* Problem requirements *
Would you restate, exactly as they appear, the lines from the one containing "Query: curved wall" through the end of the data below?
::::::::
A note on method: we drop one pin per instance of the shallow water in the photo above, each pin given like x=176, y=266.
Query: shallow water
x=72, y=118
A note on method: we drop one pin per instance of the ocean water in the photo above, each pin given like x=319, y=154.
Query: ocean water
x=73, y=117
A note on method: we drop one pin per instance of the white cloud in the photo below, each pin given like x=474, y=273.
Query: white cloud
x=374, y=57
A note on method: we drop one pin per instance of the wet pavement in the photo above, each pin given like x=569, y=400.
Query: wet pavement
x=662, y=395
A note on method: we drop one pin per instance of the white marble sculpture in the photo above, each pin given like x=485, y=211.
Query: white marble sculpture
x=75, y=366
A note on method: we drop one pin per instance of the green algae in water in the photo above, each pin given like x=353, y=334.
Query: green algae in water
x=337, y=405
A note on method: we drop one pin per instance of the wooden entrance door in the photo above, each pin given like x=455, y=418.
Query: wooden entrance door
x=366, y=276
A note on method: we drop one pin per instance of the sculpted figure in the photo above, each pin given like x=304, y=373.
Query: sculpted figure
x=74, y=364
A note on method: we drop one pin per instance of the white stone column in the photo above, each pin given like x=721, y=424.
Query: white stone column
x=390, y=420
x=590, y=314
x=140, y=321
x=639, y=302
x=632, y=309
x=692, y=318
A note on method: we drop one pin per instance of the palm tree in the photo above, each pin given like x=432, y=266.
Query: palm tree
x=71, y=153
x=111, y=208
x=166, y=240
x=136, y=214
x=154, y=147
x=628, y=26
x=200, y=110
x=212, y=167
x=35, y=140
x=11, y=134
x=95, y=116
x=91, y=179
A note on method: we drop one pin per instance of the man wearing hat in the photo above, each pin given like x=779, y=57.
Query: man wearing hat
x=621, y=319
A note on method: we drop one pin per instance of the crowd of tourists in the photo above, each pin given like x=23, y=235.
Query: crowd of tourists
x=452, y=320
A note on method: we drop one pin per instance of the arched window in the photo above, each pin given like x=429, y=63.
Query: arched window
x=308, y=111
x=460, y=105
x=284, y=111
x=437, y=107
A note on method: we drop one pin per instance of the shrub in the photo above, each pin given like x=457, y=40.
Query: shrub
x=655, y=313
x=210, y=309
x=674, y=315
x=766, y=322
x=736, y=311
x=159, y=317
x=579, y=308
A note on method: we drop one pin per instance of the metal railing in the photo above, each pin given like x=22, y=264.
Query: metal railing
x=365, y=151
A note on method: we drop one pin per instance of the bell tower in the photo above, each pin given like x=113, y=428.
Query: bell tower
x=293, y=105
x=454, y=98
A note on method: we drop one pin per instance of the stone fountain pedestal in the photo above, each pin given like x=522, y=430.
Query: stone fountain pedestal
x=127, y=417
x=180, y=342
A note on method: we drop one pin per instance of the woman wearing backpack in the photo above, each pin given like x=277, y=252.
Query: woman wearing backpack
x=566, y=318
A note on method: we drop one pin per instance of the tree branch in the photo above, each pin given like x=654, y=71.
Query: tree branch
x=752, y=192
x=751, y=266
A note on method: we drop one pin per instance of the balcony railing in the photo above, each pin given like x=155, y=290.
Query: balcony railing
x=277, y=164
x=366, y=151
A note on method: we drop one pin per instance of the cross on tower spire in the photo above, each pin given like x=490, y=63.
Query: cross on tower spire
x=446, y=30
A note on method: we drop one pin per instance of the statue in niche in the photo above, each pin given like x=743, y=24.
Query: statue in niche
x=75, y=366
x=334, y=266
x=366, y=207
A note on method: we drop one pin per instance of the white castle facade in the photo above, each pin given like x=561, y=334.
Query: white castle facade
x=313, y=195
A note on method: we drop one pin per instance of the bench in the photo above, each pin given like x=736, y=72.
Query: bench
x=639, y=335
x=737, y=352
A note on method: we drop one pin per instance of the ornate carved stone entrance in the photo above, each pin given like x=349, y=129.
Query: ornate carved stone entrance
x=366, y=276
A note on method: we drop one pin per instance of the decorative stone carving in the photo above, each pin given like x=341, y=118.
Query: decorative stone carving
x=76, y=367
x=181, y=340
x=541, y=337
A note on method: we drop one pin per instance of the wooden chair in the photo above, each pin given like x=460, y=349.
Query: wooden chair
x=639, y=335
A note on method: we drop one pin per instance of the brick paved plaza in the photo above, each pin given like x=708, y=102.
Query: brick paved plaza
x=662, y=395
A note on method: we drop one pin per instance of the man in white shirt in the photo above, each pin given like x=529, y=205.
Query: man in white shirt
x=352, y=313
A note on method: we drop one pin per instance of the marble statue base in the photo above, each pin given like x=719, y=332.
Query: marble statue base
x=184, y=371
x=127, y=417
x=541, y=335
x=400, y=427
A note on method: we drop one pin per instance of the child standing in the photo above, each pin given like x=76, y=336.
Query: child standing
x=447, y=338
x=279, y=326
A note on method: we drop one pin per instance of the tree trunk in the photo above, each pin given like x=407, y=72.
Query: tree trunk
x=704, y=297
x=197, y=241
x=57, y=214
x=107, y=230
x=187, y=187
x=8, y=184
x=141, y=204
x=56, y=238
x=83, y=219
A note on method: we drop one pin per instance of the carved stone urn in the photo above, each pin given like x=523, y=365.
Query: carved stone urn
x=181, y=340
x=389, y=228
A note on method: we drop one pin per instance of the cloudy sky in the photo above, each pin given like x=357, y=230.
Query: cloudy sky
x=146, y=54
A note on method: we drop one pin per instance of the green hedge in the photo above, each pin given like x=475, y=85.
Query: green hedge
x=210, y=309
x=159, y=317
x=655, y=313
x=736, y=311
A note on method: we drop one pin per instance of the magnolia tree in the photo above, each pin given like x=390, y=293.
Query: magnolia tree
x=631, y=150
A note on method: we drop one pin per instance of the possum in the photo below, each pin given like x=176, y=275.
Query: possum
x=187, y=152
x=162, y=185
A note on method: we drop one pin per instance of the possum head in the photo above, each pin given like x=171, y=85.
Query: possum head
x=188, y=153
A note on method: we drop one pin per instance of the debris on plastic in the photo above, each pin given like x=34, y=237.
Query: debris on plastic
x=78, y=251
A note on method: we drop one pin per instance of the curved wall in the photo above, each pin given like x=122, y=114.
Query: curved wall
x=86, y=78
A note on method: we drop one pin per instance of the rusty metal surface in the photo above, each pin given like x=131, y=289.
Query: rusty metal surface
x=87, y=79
::::::::
* Finished task *
Query: curved wall
x=86, y=78
A note on method: we drop one pin per instance of the rusty metal surface in the photo above, each pin given like x=131, y=289.
Query: rusty metal surface
x=87, y=79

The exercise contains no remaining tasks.